> _Quoted passage_:
%%

Wow. These words from Reeves' letter from 1992 giving CDC advice to a patient really shocked me (transcribing from the letter image):
"Since the etiology of CFS is unknown and since it may represent a general symptom complex due to a variety of causal factors, there is at present no CDC policy concerning donation of biologic products such as blood by CFS patients. However, since ongoing research indicates an infectious agent may be involved in some cases of CFS it would seem prudent to refrain from donating blood until this issue is resolved. In any event, you should consult your local doctor concerning his or her opinion with respect to effects this may have on your health. You should inform officials at the blood collection center that you have CFS; the blood bank may have specific regulations concerning CFS or similar diseases."
Reeves/CDC is very clearly recommending this patient to refrain from giving blood. Yet, he apparently was not making any recommendations within the CDC or otherwise to send that message out to other "CFS" patients in the form of federal policy or even as a guideline or recommendation to doctors and blood banks. Using his own logic expressed in the letter, CDC (knowing at the very least that "ongoing research indicates that an infectious agent may be involved," knowing that viruses like EBV and CMV were activated in patients) taking such an action would have been the "prudent" thing to do.

%%

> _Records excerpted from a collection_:
%%

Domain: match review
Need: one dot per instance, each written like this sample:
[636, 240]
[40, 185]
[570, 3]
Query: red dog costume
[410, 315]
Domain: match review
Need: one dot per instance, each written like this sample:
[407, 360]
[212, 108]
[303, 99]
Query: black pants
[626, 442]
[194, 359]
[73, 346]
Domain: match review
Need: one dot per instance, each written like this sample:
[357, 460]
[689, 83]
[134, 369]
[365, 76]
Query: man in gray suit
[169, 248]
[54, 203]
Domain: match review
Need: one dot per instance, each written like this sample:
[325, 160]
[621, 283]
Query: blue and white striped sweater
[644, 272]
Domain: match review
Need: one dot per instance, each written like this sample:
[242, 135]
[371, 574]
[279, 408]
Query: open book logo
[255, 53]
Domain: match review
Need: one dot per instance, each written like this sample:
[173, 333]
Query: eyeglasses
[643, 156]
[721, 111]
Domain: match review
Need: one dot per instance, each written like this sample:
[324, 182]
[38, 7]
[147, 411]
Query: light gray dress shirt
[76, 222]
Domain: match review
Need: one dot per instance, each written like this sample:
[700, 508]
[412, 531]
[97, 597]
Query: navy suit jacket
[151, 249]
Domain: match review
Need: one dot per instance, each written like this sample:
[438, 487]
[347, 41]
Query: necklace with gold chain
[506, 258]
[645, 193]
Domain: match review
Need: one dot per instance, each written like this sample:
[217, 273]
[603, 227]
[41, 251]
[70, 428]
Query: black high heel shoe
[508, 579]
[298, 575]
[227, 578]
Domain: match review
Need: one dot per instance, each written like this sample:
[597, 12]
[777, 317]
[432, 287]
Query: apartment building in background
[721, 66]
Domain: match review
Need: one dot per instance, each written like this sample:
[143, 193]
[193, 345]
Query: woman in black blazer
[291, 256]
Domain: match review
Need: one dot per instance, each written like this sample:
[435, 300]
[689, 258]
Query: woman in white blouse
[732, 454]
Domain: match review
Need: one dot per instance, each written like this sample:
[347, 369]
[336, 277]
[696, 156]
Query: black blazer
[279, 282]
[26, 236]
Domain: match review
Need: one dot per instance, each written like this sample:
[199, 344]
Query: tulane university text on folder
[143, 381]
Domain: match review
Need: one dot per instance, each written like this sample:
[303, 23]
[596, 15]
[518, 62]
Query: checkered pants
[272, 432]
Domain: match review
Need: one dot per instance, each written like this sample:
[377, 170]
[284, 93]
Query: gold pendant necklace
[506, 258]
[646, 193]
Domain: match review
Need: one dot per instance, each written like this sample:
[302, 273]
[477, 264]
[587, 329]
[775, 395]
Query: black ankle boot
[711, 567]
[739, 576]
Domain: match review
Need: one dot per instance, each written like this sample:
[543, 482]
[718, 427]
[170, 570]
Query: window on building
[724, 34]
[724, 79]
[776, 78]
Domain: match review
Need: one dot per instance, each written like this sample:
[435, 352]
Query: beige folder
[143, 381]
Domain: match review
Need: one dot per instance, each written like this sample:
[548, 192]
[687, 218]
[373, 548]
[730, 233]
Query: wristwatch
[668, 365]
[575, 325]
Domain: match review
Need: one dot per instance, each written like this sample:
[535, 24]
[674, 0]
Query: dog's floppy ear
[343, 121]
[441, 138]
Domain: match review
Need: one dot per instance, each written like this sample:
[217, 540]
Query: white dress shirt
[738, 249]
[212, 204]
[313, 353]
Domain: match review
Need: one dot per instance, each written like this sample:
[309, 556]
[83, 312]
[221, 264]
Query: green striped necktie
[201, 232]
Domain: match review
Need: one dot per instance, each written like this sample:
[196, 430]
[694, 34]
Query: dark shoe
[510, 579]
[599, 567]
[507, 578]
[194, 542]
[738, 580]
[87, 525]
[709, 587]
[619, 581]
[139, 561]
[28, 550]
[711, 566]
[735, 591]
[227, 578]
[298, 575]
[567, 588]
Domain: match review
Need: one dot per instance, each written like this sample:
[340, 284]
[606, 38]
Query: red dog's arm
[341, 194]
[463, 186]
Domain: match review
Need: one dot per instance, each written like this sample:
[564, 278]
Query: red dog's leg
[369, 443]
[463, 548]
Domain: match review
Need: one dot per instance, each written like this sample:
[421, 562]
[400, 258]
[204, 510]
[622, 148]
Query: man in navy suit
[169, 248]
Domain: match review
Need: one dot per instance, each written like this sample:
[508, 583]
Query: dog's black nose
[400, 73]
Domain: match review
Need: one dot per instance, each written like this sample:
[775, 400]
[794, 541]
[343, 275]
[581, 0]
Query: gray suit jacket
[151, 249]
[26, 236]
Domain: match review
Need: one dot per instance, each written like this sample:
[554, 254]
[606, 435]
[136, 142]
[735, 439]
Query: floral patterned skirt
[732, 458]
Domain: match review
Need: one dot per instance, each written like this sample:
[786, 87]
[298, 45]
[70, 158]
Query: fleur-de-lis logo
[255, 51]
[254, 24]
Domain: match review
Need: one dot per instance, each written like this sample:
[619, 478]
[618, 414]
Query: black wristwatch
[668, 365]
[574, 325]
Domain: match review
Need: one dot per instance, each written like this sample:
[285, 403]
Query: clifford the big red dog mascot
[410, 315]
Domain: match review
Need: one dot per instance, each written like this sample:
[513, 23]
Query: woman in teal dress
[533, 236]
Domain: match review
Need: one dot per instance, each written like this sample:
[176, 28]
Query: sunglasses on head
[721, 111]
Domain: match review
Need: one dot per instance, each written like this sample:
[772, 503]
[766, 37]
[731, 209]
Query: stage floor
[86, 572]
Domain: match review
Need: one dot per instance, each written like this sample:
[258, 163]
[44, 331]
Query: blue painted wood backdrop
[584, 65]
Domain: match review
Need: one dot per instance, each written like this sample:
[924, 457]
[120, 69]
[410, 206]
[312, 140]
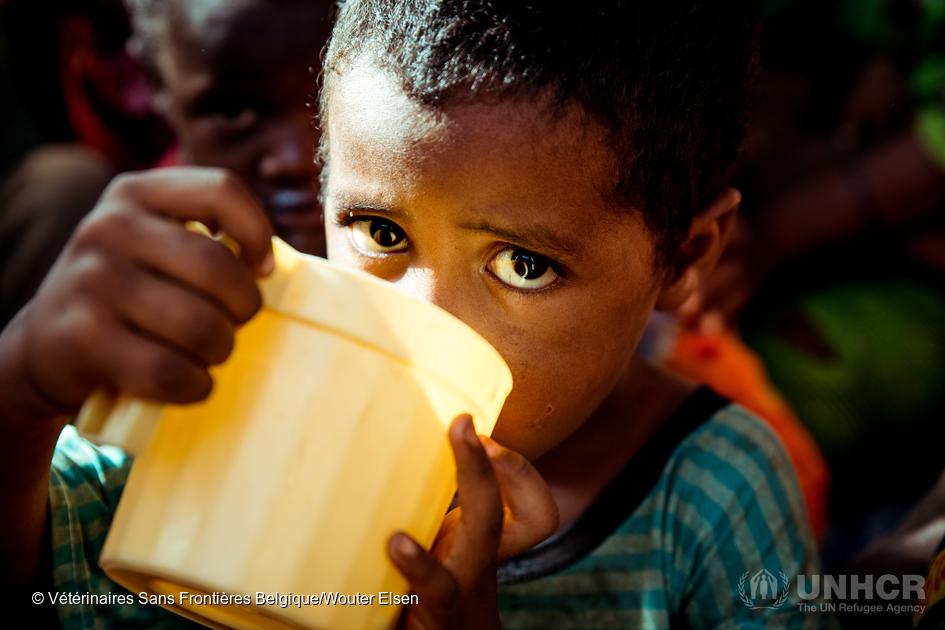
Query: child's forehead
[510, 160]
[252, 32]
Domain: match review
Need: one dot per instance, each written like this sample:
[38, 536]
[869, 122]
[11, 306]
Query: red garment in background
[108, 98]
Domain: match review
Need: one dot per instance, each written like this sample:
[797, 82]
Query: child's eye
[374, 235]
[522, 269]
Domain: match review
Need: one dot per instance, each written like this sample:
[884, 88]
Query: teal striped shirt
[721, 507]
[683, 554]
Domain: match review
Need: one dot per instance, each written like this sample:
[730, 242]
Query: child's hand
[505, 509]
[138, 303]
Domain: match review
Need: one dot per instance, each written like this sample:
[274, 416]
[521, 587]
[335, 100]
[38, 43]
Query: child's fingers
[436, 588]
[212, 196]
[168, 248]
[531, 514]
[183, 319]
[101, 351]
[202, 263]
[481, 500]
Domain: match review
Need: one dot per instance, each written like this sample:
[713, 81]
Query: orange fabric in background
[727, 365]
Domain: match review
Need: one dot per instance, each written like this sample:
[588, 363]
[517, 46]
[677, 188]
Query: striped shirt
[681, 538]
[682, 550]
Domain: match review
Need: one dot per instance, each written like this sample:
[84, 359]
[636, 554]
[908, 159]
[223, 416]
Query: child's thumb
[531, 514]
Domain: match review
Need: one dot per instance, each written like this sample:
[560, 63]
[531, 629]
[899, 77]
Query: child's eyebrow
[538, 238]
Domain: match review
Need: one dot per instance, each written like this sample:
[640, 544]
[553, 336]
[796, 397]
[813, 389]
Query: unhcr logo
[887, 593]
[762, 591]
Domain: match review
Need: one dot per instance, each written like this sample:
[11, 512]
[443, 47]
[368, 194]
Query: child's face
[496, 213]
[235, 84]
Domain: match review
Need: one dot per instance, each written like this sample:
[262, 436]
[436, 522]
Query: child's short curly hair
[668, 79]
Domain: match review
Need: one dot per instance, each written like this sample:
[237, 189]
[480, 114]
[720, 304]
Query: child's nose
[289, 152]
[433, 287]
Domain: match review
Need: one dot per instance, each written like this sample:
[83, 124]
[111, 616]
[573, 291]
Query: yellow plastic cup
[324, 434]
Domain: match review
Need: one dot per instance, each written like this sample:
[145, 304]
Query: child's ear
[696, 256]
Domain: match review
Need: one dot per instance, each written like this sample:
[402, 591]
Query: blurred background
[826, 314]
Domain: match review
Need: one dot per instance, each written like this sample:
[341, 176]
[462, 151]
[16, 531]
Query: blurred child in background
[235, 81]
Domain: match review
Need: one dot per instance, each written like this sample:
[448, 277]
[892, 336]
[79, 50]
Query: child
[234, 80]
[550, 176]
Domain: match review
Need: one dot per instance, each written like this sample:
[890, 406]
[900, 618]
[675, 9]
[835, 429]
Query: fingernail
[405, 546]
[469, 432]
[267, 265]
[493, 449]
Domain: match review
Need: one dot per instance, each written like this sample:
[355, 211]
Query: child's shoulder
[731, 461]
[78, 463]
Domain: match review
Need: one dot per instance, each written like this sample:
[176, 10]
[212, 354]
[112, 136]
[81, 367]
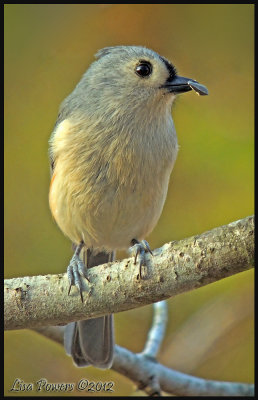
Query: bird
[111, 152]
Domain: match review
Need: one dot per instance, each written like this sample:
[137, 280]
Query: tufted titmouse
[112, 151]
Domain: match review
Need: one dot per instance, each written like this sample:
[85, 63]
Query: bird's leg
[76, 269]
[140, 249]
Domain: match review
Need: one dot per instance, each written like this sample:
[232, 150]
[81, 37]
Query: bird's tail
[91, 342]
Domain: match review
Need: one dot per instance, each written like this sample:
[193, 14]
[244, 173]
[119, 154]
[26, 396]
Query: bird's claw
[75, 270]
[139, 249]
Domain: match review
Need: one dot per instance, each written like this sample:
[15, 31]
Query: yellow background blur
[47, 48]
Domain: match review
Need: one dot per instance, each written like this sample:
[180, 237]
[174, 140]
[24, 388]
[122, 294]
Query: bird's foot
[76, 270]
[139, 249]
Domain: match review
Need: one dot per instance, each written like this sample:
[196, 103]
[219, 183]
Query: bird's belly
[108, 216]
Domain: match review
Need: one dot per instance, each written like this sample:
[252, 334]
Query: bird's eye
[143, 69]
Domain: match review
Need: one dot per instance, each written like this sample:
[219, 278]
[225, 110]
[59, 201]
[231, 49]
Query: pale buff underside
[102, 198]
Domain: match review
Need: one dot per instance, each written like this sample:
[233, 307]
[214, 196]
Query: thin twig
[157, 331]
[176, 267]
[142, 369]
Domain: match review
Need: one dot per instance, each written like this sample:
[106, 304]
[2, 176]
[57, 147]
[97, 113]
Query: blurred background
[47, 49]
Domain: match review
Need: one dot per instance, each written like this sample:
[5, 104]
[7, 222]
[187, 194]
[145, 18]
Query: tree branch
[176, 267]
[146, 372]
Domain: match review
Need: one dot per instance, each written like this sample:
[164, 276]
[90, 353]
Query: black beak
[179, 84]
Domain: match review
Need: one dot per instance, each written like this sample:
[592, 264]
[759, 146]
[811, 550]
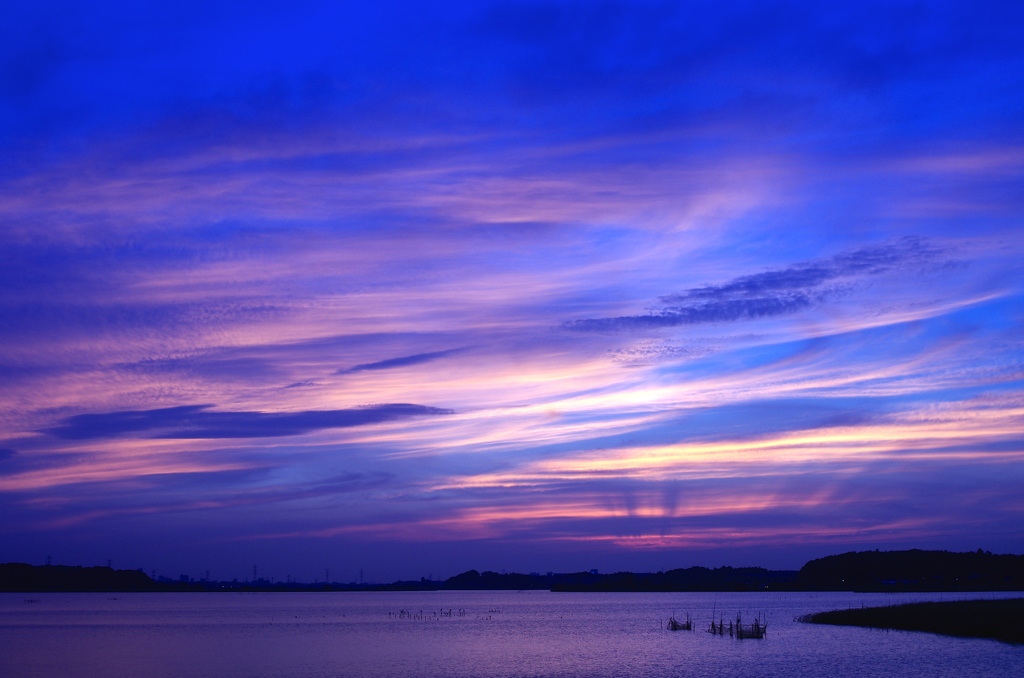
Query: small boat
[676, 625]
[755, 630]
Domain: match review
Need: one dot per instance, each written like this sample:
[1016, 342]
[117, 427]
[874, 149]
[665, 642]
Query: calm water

%%

> _Exercise instructions_:
1) In the post about Reeves' 1992 letter, whom does the letter say the patient should tell that they have CFS?
2) Write a continuation of the post about Reeves' 1992 letter, picking up after its final sentence.

> _Per-task outputs_:
1) Officials at the blood collection center.

2)
Yet he preferred to rely on the chance that local blood banks would refuse blood from patients like Ms. Irvine via general screening criteria for not accepting blood from people who weren't well (similar to the answer that Jerry Holmberg, the blood bank guy who testified at this year's CFS federal advisory committee meeting gave in response to the question, "what's the harm in erring on the safe side?": blood banks usually ask people "are you feeling well today?").
Reeves is recommending this patient to consult her local doctor and blood bank (who likely knew jack about "CFS") to make that critical decision - instead of erring on the side of the safety of public health, he decided to err on the side of not risking the potential public panic that a blood ban (or even something weaker like a specific guideline or a recommendation to blood banks) might provoke.